◆ **STATED TASK**
How many of the lines below contain the word "would"? Reply with the number only.

◆ **EXERCISE INPUTS**
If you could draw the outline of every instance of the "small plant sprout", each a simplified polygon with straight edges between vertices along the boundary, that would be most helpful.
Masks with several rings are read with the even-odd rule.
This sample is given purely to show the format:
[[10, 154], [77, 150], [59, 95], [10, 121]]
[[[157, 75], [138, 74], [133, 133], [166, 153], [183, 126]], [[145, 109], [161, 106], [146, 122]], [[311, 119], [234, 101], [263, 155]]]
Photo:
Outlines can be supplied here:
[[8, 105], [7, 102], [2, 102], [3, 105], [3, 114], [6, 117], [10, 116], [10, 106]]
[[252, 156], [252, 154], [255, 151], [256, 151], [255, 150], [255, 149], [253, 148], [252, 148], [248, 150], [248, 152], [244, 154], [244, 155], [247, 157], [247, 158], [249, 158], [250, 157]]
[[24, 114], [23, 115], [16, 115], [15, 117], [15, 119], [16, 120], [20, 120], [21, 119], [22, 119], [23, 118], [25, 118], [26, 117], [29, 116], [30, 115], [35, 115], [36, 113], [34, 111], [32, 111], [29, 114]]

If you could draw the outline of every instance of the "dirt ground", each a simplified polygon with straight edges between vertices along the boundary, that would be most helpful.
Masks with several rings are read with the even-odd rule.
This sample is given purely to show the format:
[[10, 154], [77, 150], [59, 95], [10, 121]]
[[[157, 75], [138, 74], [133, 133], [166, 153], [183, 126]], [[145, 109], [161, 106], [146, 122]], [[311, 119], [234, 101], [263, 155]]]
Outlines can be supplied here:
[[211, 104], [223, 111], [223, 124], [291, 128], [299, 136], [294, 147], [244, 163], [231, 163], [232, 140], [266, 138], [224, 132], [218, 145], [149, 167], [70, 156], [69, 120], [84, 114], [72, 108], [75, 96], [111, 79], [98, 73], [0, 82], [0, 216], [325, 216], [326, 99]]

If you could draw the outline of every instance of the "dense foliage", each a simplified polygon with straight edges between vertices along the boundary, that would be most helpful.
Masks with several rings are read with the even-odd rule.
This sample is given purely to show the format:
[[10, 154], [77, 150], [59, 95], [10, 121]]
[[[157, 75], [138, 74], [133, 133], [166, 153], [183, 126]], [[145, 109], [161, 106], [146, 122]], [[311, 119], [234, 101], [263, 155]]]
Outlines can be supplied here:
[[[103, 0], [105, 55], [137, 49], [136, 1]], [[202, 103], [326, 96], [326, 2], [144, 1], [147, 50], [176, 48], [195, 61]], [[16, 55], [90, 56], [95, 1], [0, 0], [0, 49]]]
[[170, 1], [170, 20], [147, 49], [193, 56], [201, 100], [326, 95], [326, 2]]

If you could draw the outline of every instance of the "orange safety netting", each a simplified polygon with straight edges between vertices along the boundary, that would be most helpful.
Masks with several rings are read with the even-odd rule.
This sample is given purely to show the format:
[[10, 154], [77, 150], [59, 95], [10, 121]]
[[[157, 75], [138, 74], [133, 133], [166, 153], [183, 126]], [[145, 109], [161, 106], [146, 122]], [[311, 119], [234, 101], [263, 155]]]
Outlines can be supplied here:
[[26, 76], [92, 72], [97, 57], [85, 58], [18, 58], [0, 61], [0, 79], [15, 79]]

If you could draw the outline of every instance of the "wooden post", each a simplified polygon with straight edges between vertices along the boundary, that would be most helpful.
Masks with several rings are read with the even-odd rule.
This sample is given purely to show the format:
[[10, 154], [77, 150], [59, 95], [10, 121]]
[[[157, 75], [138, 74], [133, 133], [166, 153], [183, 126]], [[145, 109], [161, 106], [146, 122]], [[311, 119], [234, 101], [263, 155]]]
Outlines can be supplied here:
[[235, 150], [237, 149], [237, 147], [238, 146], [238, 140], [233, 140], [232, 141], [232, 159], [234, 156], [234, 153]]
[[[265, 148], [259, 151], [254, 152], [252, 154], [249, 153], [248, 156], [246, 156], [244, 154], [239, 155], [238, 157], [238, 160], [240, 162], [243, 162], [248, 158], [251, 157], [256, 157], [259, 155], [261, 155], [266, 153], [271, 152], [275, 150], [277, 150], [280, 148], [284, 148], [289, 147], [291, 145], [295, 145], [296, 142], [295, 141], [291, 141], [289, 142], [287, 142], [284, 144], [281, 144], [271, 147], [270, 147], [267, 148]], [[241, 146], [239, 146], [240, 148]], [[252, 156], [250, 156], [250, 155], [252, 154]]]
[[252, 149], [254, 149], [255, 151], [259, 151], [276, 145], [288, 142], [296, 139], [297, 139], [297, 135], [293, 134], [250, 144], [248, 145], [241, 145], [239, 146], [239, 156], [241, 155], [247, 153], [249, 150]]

...

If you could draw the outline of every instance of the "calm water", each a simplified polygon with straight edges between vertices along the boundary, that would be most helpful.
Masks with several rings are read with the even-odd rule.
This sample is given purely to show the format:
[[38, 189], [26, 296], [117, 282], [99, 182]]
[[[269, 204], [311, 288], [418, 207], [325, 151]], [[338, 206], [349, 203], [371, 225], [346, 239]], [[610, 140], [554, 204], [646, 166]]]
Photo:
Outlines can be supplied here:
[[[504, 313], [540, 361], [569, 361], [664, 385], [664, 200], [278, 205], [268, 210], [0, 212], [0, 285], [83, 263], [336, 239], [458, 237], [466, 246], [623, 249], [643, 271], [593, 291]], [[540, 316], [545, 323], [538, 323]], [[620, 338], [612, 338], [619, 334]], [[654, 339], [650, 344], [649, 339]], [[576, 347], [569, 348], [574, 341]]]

◆ **ANSWER TO THIS PROBLEM**
6